LES, s. f. plur. (Mythologie) déesses charmantes du paganisme, appelées par les Grecs, et Gratiae par les Latins.

Dans le grand nombre de divinités, dont les poètes embellirent le monde, ils n'en imaginèrent jamais de plus aimables que les Graces, filles de Bacchus et de Vénus, c'est-à-dire d'un dieu qui dispense la joie aux hommes, et d'une déesse qu'on a toujours regardée comme l'âme de l'univers. Si tous les poètes ne tombent pas d'accord que les Graces soient filles de Vénus, au-moins ils reconnaissent tous qu'elles étaient ses compagnes inséparables, et qu'elles composaient la partie la plus brillante de sa cour.



Anacréon, qui a si bien connu les divinités dont nous parlons et qui les avait comme faites à son badinage, ne manque presque jamais de réunir les Grâce aux Amours. Parle-t-il du fils de Cythere, il le couronne de roses lorsqu'il danse avec les Graces. Presse-t-il un excellent artiste de lui graver une coupe d'argent, il lui recommande d'y représenter à l'ombre d'une vigne les Amours désarmés, et les Graces riantes.

Les poètes latins tiennent le même langage. Horace, dans cette stance heureuse de son ode à Vénus, où il a l'art de renfermer en trois vers toutes les divinités du cortege de la déesse de Paphos, place les Graces immédiatement après Cupidon. Que le folâtre Amour, dit-il à la déesse, soit à côté de vous ; que les Graces y paraissent dans leur air négligé ; que les Nymphes et Mercure s'empressent de les suivre ; enfin que la jeunesse vous y accompagne avec cet enjouement que vous seule savez lui inspirer.

Fervidus tecum puer, et solutis

Gratiae Zonis propèrentque Nymphae,

Et parùm comis sine te juventas,

Mercuriusque.

La plupart des mythologistes fixent à trois le nombre des Graces, qu'ils nomment Eglé, Thalie et Euphrosine ; mais quant à leurs symboles et à leurs attributs, on conçoit bien que l'imagination dut les varier infiniment, suivant les temps et les lieux.

++++++++

(Objectif a)
Recopiez mot pour mot le passage de l'article sur les Grâces compris entre « Et parùm comis » et « et les lieux. », ces deux bornes incluses.
Les enregistrements n'ont aucun lien avec l'article sur les Grâces.

(Données affichées)
++++++++

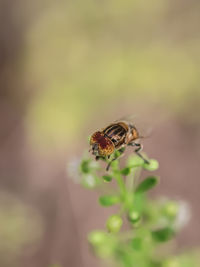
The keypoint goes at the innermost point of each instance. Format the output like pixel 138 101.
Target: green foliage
pixel 147 184
pixel 151 222
pixel 114 223
pixel 109 200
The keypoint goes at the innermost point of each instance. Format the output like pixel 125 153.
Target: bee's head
pixel 95 149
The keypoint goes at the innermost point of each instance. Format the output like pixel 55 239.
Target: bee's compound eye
pixel 96 137
pixel 106 147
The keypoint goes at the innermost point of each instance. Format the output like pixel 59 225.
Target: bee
pixel 116 136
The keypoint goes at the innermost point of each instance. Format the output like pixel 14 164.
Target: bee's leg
pixel 108 166
pixel 137 151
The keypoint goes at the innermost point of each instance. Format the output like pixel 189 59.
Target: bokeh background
pixel 68 68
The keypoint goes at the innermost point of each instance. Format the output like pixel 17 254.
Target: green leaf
pixel 134 216
pixel 152 165
pixel 135 161
pixel 97 237
pixel 126 171
pixel 108 200
pixel 163 235
pixel 114 223
pixel 136 243
pixel 147 184
pixel 107 178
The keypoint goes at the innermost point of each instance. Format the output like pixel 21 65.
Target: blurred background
pixel 68 68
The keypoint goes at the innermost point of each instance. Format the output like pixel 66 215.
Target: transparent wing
pixel 142 124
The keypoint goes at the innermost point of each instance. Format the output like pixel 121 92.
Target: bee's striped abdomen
pixel 116 133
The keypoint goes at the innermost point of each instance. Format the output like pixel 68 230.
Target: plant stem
pixel 120 182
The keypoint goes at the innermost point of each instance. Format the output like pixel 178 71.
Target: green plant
pixel 152 224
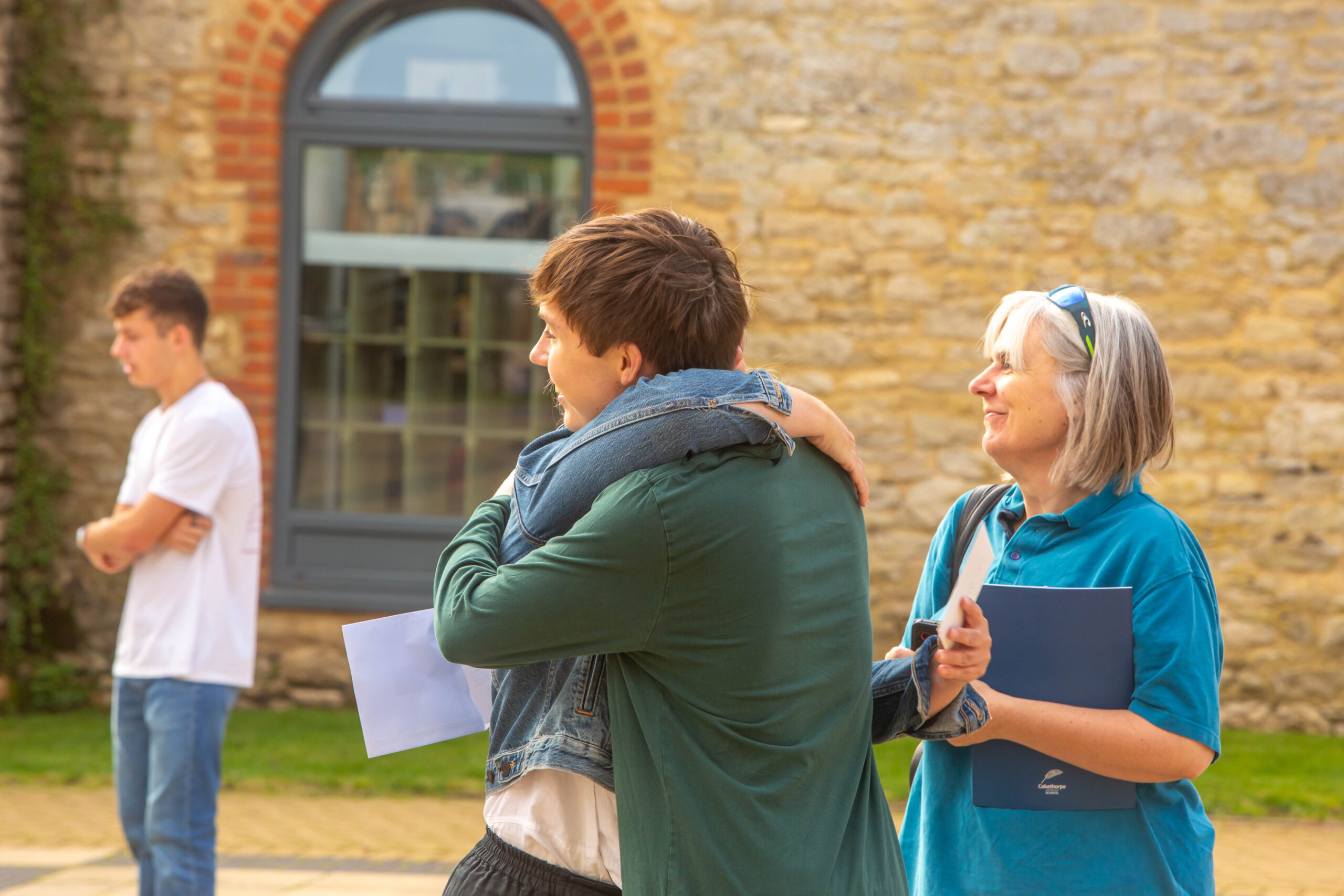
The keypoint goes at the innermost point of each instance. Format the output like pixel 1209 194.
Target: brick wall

++++++++

(Objectif b)
Reproduisez à l'identique les lignes des enregistrements, depuis leur début jusqu'à la ligne contenant « pixel 116 136 », celle-ci comprise. N'incluez pas les images dans votre réponse.

(Résultat obtenu a)
Et parùm comis sine te juventas,

Mercuriusque.

La plupart des mythologistes fixent à trois le nombre des Graces, qu'ils nomment Eglé, Thalie et Euphrosine ; mais quant à leurs symboles et à leurs attributs, on conçoit bien que l'imagination dut les varier infiniment, suivant les temps et les lieux.

(Résultat obtenu b)
The keypoint goes at the innermost point of each instance. Format the output like pixel 138 101.
Target: green foliage
pixel 147 184
pixel 151 222
pixel 114 223
pixel 109 200
The keypoint goes at the innermost point of each instance. Format the output like pixel 125 153.
Target: bee's head
pixel 95 149
The keypoint goes at the innermost point of each instance. Format the output like pixel 55 239.
Target: bee's compound eye
pixel 96 137
pixel 106 147
The keypoint goes at the innermost point of each instance. Format the output like pixel 59 225.
Target: bee
pixel 116 136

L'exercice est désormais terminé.